Work to do >>
Repeat the lines of the entries below word for word, starting at the line that contains "Confirm every instance of the power" and ending at the line that contains "Target: white truck cab".

Record set >>

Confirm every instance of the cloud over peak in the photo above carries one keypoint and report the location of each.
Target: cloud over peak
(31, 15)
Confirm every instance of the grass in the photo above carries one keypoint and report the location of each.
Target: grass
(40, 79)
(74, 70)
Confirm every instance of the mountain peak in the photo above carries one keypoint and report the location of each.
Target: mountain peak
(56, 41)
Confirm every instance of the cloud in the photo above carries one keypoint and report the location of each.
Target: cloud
---
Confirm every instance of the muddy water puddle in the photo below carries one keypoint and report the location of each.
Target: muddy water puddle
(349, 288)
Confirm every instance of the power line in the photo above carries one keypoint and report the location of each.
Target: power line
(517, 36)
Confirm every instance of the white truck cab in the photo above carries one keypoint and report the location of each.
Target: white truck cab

Solution to the problem >>
Confirm every instance of the power line in the photo above carries one keypoint and report the location of each.
Target: power line
(517, 36)
Confirm every instance of the white truck cab in the photo above carries one keypoint and report the location of each.
Target: white truck cab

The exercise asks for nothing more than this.